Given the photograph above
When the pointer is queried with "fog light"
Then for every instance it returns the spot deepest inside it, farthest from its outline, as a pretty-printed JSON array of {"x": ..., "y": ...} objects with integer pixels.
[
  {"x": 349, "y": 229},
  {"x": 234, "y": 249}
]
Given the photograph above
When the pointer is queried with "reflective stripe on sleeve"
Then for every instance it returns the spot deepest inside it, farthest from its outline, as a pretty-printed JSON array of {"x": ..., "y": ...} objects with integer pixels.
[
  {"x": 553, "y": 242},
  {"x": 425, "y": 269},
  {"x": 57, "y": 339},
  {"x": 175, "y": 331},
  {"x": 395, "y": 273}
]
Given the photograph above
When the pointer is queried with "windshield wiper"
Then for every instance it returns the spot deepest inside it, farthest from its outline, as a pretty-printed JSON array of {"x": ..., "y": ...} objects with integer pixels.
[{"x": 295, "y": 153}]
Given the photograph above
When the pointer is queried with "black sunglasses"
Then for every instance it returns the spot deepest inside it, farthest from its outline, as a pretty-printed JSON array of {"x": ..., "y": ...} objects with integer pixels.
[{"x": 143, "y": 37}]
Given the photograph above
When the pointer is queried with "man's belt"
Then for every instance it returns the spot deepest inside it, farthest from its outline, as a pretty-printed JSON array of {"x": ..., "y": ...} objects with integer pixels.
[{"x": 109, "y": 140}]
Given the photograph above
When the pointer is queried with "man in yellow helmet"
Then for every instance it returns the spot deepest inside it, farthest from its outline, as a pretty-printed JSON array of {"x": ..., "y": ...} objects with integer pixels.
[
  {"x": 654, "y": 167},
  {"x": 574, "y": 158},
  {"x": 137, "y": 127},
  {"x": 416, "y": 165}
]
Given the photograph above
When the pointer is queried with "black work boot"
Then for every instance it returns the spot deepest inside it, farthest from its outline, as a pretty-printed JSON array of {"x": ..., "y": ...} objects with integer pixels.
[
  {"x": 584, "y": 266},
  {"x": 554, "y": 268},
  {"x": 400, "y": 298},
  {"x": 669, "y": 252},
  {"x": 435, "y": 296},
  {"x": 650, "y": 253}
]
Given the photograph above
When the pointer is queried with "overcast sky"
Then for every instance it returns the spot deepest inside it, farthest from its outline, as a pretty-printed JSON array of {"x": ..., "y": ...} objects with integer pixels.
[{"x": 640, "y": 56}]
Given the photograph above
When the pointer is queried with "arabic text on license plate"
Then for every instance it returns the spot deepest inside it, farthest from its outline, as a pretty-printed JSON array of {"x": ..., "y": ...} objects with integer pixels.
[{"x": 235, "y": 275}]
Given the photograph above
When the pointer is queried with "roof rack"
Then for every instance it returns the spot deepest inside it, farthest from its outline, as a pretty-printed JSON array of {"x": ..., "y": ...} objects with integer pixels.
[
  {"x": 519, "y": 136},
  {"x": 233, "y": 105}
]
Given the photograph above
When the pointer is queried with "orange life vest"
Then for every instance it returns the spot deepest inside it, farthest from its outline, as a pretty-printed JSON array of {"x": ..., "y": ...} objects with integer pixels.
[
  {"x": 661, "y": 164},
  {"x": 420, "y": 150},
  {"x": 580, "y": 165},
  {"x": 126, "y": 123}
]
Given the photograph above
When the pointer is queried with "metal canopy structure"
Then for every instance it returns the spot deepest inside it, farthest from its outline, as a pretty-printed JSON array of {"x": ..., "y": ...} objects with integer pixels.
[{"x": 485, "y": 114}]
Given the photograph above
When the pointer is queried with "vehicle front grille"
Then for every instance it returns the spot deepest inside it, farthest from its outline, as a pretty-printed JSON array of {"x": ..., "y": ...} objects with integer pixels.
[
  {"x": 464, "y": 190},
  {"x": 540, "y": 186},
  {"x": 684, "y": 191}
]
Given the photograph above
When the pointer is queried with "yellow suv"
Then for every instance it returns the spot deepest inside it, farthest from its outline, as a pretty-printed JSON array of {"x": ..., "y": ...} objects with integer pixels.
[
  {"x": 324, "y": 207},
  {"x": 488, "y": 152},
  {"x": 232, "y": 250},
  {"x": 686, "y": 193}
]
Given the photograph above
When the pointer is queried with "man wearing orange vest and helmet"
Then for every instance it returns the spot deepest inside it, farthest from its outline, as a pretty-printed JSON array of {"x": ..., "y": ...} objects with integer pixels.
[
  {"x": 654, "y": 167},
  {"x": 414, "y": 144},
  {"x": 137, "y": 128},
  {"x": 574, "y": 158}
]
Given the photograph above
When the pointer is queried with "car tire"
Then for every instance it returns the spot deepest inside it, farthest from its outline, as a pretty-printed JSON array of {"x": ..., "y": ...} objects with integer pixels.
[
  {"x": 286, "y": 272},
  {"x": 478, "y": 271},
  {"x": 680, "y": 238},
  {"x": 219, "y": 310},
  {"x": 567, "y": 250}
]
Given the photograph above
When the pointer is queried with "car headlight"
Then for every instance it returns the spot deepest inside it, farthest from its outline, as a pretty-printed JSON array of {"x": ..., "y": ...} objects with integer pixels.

====

Which lines in the rows above contain the word "black"? Show each of them in full.

*Expected answer*
When the pointer is queried with "black sunglasses"
When the pointer is queried with "black work boot"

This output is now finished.